Extract every line of the listing below and copy it word for word, in the original order.

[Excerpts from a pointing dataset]
------------------------

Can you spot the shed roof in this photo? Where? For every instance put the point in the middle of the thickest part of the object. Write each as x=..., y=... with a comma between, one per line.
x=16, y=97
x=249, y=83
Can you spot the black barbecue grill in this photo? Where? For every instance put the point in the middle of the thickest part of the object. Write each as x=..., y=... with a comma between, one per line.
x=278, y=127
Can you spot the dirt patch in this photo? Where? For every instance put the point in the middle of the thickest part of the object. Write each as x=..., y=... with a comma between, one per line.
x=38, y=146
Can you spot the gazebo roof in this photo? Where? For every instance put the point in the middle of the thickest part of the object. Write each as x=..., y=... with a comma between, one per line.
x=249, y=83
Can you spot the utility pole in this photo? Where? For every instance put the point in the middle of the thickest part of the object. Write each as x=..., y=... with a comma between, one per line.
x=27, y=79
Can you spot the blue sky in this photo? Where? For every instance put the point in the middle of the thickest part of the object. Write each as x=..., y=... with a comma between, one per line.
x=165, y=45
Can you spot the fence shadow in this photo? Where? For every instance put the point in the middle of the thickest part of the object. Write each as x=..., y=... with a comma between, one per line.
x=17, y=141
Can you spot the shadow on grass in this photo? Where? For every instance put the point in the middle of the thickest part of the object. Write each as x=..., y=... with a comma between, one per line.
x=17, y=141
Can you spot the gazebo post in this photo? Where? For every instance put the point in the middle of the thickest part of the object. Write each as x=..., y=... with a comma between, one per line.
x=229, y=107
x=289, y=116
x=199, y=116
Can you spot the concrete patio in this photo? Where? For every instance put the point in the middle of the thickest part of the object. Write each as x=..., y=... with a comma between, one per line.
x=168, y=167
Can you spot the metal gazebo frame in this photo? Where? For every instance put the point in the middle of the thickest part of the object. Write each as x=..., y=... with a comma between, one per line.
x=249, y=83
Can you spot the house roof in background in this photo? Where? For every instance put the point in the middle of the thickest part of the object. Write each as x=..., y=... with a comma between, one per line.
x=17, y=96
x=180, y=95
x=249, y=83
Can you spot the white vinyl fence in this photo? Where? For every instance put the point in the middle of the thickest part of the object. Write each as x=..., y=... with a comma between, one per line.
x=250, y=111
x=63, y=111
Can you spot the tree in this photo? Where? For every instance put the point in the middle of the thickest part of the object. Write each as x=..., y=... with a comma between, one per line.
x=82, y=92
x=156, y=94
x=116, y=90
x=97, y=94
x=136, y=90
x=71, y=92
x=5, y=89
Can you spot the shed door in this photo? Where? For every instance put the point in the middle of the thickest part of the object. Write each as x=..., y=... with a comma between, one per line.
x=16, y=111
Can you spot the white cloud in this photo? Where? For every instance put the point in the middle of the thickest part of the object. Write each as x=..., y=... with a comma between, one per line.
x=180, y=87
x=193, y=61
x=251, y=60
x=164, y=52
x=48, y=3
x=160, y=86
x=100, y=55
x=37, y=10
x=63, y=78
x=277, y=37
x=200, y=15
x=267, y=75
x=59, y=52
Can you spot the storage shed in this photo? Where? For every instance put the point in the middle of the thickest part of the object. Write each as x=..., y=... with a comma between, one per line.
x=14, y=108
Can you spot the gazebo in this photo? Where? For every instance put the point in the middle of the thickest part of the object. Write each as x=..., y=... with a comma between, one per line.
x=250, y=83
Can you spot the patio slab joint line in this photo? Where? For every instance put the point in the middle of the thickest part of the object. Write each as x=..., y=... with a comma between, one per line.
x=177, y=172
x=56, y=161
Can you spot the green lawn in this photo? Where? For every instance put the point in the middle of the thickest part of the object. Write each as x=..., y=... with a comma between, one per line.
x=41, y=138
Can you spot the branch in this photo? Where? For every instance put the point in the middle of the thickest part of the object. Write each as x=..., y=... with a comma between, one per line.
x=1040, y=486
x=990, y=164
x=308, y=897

------------------------

● SOLUTION:
Can you spot the shed roof in this photo? Where? For every instance put the point in the middle of the thickest part of the object. Write each as x=..., y=... with a comma between, one per line.
x=16, y=97
x=249, y=83
Can you spot the black barbecue grill in this photo? Where? For every instance put the point in the middle of the thickest part of the object. Write each as x=..., y=... with a comma between, one per line.
x=278, y=127
Can you spot the dirt patch in this photo? Where? For every instance put the point in the middle of the thickest part of the object. Write each as x=..., y=... with a comma between, one per line.
x=38, y=146
Can you spot the gazebo roof in this photo? Where? For every instance put the point in the middle of the thickest part of the object. Write each as x=..., y=... with a comma between, one per line.
x=249, y=83
Can you spot the utility pole in this photo? Where? For every instance put the point in the middle of the thickest part of the object. Write each as x=..., y=... with a comma between, one per line.
x=27, y=79
Can you spot the blue sky in this photo? Where? For every instance put the point in the middle of the thickest part of the object. Write each as x=..., y=... with a comma between, one per line.
x=165, y=45
Can you spot the fence shadow in this photo? Where? For every instance put the point in the middle of the thickest part of the object. Write each as x=..., y=... with a comma between, one per line.
x=17, y=141
Can you spot the shadow on grass in this photo? Where? For every instance put the point in the middle of the thickest part of the object. Write each as x=..., y=... with a comma between, one per line.
x=17, y=141
Can you spot the gazebo post in this photo? Where? For every instance put the point in the middle of the thickest part of the object. Write each as x=..., y=... with a comma between, one per line.
x=229, y=107
x=289, y=116
x=199, y=116
Can you spot the concrete patio in this photo? Where? For every instance put the point in the middle of the thickest part of the object. Write each as x=..., y=... with a comma between, one per line.
x=168, y=167
Can you spot the metal gazebo frame in this photo? Where? For every instance put the point in the middle of the thickest part of the object. Write each as x=..., y=... with a comma between, one per line.
x=249, y=83
Can you spot the house roof in background in this photo? Where? For every instance put the point in the middle of the thickest part of the object. Write each as x=..., y=... with a comma between, one per line.
x=17, y=96
x=180, y=95
x=249, y=83
Can you spot the white vinyl fence in this photo? Where? For every instance put the point in the middle of the thickest part of the object. Write each as x=..., y=... with a comma between, one per line.
x=250, y=111
x=63, y=111
Can you spot the tree in this photo? Where? For every instance put the point in the middle of the thickest part of the object. Write each as x=..., y=... with a comma between, one per line.
x=82, y=92
x=156, y=94
x=116, y=90
x=97, y=94
x=136, y=90
x=71, y=92
x=5, y=89
Can you spot the shed door in this photo? Where? For every instance put the point in the middle of the thickest part of the object. Write each as x=..., y=... with a comma between, one per line.
x=16, y=111
Can you spot the white cloud in this photo? Where? For every instance put the point in the middle of the thickest part of the object. Write each as x=..., y=... with a comma between, one per line.
x=180, y=87
x=193, y=61
x=251, y=60
x=164, y=52
x=48, y=3
x=160, y=86
x=100, y=55
x=37, y=10
x=63, y=78
x=277, y=37
x=200, y=15
x=267, y=75
x=59, y=52
Can you spot the storage shed in this photo? Where? For every instance put the point in the middle of the thickest part of the object. Write each as x=..., y=... with a comma between, one per line.
x=14, y=108
Can you spot the gazebo in this photo? Where? For every instance put the point in the middle of the thickest part of the object. Write each as x=..., y=... with a comma between, one per line.
x=250, y=83
Can you spot the patio slab joint line in this photo? Where? For every instance put the point in the middle of the thickest part of the object. Write each as x=..., y=... with a comma between, one per line.
x=177, y=172
x=56, y=161
Can you spot the green lawn in this photo? Where? For every instance put the point in the middle of the thickest part of the object. Write each as x=..., y=... with a comma between, one per line.
x=41, y=138
Can you spot the branch in this photo? Where? For every instance put the point in the middle of the thickest part of the object. Write each as x=..., y=... with a comma between, one per line.
x=1040, y=486
x=990, y=164
x=308, y=897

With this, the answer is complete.